▶ _Exercise brief_
Filter the records down to the lines that hold the word "grass", and copy each of those lines.

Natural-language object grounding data
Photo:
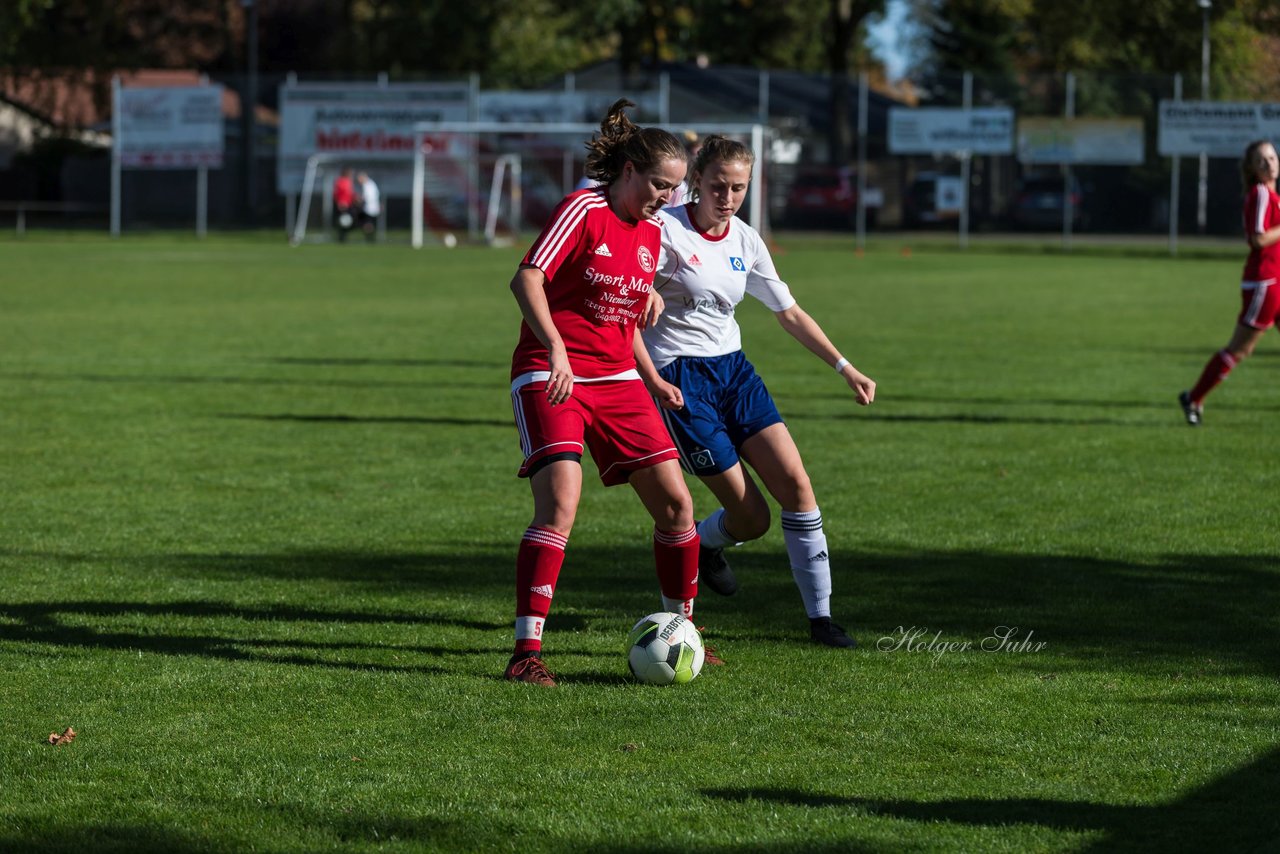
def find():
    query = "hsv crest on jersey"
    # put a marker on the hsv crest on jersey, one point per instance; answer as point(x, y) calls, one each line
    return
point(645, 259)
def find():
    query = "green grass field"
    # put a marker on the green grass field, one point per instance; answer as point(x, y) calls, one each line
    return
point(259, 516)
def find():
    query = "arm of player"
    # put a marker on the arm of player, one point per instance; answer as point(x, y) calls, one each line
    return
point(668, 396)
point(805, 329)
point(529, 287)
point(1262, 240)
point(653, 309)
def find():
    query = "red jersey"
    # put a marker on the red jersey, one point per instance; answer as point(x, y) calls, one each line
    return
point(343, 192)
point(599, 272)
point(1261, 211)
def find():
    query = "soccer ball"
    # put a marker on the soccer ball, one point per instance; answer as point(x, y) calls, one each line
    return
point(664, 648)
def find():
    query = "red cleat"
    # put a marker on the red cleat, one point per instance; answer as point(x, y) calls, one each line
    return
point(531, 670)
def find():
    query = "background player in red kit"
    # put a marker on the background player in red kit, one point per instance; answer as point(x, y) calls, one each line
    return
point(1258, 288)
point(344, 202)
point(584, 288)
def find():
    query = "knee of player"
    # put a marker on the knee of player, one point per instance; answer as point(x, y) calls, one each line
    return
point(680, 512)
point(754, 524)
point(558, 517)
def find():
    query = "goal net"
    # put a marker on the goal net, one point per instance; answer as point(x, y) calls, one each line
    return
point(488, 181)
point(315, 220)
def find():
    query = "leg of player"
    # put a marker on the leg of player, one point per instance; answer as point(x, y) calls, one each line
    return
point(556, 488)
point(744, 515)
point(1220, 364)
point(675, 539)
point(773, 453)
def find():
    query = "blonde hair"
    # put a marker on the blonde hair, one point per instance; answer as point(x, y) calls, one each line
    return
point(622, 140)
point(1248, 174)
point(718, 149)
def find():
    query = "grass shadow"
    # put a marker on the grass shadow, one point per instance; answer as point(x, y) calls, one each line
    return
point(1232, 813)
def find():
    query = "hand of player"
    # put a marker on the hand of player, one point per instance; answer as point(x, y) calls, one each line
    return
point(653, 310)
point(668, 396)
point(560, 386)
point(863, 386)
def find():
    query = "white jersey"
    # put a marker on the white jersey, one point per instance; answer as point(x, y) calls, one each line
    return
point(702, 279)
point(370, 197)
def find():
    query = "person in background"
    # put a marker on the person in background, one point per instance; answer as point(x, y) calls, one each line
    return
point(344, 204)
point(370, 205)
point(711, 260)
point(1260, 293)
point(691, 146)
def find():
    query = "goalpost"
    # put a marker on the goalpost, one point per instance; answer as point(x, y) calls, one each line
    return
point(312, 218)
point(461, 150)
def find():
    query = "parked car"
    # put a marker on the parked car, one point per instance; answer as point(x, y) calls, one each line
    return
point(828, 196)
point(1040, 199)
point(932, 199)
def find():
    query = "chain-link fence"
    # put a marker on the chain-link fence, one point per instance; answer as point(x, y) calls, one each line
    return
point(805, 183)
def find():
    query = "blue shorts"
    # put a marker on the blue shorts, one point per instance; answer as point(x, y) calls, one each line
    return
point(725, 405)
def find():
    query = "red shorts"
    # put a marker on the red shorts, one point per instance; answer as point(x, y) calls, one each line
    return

▶ _Output for this exercise_
    query = "green grass field"
    # put a marker on the green grass field, one point per instance; answer as point(x, y) calls, one each line
    query = "grass shadow"
    # put a marker on the grass shadow, one point per instance; answer as point(x, y) calls, one each line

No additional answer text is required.